Text des Dokuments
>>>>
Naja der Vorteil der Wakü liegt darin, mehr Kühlfläche verwenden zu können weil man nicht auf die Größe der Grafikkarte beschränkt ist. Wenn du anstatt der stärksten und größten Serienluftkühlung so einen Kompaktwinzling montierst darfst dich nicht wundern dass da nicht viel mehr rauskommt.


----------



## Eddy@Aquatuning (22. Juni 2016)

*AW: Unzufrieden mit Temperaturen der Kompaktwasserkühlung... Eure Meinung...*

Genau so ist es. 120mm Slim Radiator, dazu noch ein Aluminium Radiator kann nicht besser performan als ein sehr großer Luftkühler da hier nicht mehr Kühlfläche vorhanden ist. Vorteil der Wasserkühlung ist es, eine große Kühlfläche weitab von der Hitzequelle haben zu können, da Wasser Wärme nahezu perfekt transportieren kann. Wasser ansich kühlt ja nicht, es transportiert nur Wärme an einen anderen Punkt.


----------



## Lupoc (22. Juni 2016)

*AW: Unzufrieden mit Temperaturen der Kompaktwasserkühlung... Eure Meinung...*

Ok, kann ich bis hier hin verstehen. Dann frage ich mich aber warum mit 10-20 grad Unterschied geworben wird. Bei der CPU klappt es ja auch. Oder liegt es an dem 240er Radiator?


----------



## Narbennarr (22. Juni 2016)
<<<<
Beschreibung der Aufgabe
Führe den Forenthread über die Temperaturen der Kompaktwasserkühlung ab seiner letzten Zeile weiter.

Auszug der Daten
>>>>
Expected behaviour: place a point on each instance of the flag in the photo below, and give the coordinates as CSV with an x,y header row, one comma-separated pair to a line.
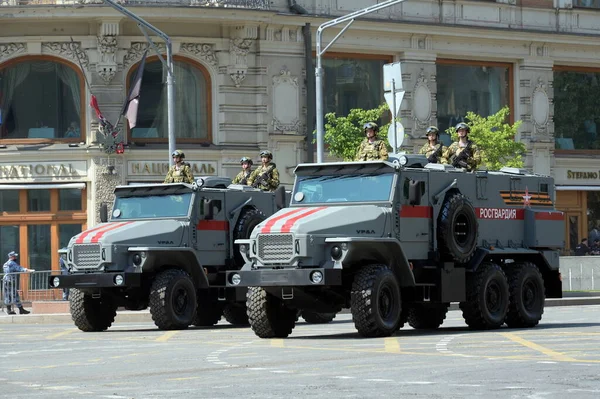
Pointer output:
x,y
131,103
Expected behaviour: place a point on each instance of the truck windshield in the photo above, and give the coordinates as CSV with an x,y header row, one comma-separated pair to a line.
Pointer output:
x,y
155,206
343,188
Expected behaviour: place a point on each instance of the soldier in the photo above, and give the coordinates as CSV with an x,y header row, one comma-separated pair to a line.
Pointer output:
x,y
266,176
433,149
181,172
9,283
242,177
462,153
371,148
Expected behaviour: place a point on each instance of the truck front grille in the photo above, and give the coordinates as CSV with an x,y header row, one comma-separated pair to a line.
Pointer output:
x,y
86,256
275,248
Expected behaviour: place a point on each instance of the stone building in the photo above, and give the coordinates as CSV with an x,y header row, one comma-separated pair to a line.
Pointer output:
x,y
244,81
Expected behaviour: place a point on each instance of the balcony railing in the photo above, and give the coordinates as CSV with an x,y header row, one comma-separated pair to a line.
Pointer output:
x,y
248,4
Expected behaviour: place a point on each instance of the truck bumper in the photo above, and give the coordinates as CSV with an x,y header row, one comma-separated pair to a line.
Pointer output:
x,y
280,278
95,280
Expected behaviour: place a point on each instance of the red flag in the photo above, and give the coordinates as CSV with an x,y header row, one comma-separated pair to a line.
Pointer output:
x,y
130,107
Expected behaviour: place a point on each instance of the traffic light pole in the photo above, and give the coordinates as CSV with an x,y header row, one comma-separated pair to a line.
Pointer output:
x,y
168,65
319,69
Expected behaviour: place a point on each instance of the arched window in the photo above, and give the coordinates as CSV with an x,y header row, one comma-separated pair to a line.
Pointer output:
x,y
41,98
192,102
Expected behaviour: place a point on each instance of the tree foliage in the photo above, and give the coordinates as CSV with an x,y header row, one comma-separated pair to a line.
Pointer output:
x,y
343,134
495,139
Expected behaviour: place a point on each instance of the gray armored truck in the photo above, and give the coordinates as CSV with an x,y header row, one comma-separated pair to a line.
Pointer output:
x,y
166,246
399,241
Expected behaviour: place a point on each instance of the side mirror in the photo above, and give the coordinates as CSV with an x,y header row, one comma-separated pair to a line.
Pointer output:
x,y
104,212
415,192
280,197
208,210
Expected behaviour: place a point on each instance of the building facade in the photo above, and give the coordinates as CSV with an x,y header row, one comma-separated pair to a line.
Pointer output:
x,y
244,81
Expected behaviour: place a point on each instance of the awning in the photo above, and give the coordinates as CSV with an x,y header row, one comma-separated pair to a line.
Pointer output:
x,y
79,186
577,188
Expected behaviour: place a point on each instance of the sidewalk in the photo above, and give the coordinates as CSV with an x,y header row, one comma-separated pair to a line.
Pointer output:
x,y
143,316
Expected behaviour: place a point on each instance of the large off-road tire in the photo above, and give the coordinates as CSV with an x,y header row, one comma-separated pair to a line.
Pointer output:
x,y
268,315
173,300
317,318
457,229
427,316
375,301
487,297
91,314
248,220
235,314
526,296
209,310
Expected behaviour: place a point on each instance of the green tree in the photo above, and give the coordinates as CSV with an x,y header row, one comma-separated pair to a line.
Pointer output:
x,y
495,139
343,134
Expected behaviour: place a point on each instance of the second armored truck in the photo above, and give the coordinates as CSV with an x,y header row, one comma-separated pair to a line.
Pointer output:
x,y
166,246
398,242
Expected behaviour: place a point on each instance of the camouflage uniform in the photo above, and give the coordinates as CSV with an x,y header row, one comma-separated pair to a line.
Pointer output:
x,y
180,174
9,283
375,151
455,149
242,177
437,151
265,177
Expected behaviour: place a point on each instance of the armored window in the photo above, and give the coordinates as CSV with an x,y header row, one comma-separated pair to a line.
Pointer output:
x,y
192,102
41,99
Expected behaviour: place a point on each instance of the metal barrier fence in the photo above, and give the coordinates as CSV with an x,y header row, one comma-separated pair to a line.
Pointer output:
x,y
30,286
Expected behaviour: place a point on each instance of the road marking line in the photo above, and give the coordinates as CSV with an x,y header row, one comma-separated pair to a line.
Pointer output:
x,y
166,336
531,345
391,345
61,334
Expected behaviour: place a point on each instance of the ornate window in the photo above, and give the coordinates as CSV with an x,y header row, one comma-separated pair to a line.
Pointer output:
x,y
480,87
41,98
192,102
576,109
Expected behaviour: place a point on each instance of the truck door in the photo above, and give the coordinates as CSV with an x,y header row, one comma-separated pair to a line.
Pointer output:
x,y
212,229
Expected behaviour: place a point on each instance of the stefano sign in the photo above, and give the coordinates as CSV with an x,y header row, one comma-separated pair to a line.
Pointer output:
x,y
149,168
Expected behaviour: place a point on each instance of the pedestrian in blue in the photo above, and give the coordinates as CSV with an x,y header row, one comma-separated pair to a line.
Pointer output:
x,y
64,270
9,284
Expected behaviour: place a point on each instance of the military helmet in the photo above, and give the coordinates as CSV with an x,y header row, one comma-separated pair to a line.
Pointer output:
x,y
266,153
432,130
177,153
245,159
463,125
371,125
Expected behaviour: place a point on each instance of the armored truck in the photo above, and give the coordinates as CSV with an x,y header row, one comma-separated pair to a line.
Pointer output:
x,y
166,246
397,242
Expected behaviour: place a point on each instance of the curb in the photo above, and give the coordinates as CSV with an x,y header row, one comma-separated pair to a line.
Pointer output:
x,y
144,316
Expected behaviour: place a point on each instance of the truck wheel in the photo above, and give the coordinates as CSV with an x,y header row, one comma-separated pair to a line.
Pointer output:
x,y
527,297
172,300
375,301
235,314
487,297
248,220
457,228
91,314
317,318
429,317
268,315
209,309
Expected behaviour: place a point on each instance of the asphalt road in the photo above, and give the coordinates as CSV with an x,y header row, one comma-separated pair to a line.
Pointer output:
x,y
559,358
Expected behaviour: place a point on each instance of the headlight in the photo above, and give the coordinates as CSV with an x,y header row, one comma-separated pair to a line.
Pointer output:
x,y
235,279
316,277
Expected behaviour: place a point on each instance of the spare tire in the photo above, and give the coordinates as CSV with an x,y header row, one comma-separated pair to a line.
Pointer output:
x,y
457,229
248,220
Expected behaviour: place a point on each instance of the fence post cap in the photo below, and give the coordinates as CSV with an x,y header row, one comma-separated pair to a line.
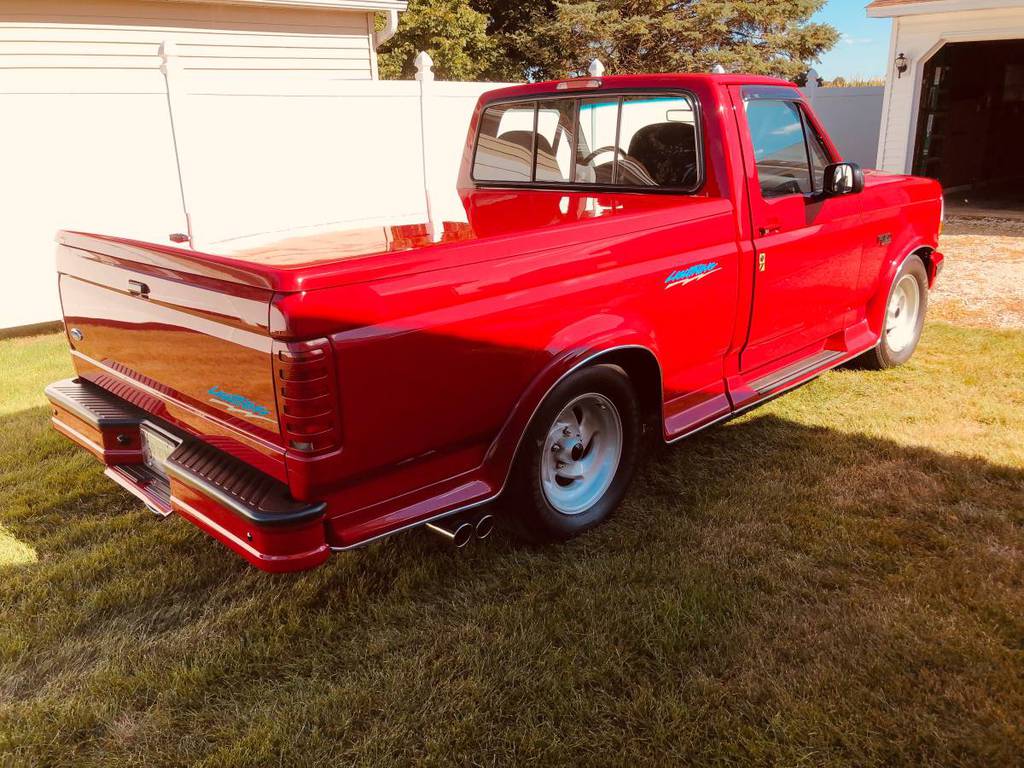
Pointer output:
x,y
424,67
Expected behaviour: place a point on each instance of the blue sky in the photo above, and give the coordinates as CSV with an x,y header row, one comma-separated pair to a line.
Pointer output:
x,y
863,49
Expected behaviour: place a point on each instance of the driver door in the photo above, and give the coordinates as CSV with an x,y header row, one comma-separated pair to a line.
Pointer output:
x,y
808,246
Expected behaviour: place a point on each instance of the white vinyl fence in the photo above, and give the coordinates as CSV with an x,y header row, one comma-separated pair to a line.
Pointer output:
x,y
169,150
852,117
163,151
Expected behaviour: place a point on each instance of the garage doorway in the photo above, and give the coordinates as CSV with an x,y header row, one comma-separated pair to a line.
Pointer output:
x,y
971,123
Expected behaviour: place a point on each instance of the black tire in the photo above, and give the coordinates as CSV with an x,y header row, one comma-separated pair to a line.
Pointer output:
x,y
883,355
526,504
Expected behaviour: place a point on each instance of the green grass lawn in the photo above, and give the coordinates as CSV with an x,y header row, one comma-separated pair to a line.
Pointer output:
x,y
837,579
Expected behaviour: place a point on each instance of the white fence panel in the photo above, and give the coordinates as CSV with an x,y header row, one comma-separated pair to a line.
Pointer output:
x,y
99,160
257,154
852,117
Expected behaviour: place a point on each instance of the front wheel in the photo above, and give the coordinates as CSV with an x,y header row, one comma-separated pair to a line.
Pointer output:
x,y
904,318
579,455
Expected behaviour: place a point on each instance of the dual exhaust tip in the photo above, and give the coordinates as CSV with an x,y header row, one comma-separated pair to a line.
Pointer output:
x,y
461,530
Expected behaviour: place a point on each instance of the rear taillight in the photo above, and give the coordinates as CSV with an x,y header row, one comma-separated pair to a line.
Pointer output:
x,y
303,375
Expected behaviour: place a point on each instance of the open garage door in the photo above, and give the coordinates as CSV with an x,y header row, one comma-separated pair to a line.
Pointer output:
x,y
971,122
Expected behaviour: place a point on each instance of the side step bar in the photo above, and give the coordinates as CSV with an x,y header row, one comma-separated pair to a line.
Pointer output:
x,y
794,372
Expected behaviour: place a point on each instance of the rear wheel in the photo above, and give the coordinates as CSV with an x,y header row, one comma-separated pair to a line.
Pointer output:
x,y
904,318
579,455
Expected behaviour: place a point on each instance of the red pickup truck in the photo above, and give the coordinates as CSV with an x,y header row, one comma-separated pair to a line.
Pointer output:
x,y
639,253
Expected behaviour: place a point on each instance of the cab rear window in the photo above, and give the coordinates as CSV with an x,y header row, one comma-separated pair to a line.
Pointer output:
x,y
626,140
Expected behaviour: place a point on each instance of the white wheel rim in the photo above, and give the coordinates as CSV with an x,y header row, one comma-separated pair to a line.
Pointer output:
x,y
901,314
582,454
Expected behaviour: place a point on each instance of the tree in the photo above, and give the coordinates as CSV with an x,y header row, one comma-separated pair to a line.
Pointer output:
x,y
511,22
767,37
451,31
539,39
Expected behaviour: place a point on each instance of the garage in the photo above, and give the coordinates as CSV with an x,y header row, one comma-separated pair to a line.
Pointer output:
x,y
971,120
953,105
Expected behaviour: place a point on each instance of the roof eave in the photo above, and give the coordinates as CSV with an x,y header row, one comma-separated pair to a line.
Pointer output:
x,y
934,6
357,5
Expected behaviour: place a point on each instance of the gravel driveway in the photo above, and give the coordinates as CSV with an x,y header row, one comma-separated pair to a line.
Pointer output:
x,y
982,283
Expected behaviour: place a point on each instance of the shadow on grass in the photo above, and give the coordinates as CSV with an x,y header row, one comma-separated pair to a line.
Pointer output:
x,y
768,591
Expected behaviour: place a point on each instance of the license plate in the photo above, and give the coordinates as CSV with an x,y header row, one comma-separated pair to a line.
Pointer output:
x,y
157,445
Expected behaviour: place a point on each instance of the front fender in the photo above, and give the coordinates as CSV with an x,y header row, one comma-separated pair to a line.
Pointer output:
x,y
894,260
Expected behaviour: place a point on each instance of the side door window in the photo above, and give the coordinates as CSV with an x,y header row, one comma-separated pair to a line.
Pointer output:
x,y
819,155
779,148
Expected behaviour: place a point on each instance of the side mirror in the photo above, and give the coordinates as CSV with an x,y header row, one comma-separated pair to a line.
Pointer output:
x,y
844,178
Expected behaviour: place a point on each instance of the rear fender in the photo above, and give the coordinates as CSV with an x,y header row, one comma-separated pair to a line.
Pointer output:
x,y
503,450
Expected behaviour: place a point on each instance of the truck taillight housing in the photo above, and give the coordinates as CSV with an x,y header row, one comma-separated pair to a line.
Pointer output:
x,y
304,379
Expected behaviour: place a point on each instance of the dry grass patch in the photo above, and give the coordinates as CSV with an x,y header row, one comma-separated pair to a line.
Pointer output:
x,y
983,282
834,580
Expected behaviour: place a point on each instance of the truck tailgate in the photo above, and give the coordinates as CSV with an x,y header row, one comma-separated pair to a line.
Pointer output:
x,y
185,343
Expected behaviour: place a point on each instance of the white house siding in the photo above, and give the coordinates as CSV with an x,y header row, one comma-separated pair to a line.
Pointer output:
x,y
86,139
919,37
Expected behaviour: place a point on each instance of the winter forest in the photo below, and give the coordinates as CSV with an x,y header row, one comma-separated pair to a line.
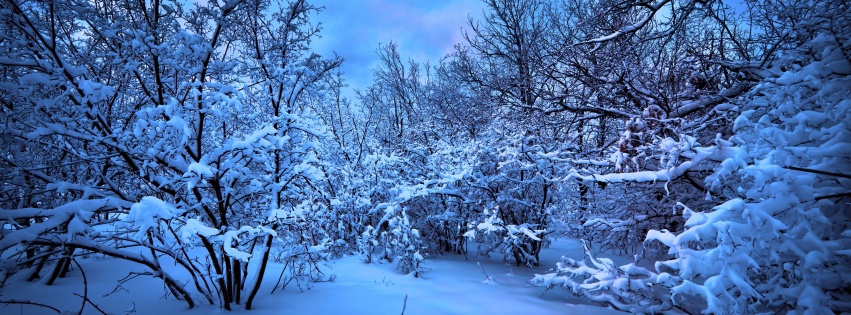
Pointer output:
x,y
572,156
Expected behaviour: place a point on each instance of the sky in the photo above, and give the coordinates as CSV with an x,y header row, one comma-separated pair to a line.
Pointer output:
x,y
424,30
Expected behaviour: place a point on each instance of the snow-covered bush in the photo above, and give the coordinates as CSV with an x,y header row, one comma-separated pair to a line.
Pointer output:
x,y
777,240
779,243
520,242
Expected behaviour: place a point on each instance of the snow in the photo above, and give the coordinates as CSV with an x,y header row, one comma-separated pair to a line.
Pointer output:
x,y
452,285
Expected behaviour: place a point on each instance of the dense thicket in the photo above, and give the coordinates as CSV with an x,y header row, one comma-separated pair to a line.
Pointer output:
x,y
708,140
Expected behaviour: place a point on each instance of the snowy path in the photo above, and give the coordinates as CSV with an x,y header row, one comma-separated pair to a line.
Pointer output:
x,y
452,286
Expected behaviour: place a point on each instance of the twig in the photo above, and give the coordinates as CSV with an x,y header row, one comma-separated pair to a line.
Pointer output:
<<<<
Die Ausgabe
*AW: Unzufrieden mit Temperaturen der Kompaktwasserkühlung... Eure Meinung...*

Deine CPU hat nichtmal Ansatzweise soviel Verlustwärme wie die 390!

TPD einer 2500k CPU liegt bei 95W
TPD einer 390 GPU liegt bei 275W

Du hast als bei 3-facher Verlustleistung die halbe Radifläche verbaut


----------



## S!lent dob (22. Juni 2016)

*AW: Unzufrieden mit Temperaturen der Kompaktwasserkühlung... Eure Meinung...*

Ei, stell sie mal auf gleiche Lautstärke und vergleich dann. Du kannst doch keine Temperatur von einem lauten mit einem leisen System vergleichen


----------



## Lupoc (22. Juni 2016)

*AW: Unzufrieden mit Temperaturen der Kompaktwasserkühlung... Eure Meinung...*

@Narbennarr
Verstanden  Leuchtet ein. 

@Silent dob 
Verstehe den Inhalt nicht...
Unter Luft liefen die GPU Lüfter auf 55-60 Prozent. Und das war unfassbar laut..
Jetzt laufen die beiden Lüfter am Radiator auf 100 Prozent und bieten die Hälfte der Lautstärke...


----------



## S!lent dob (22. Juni 2016)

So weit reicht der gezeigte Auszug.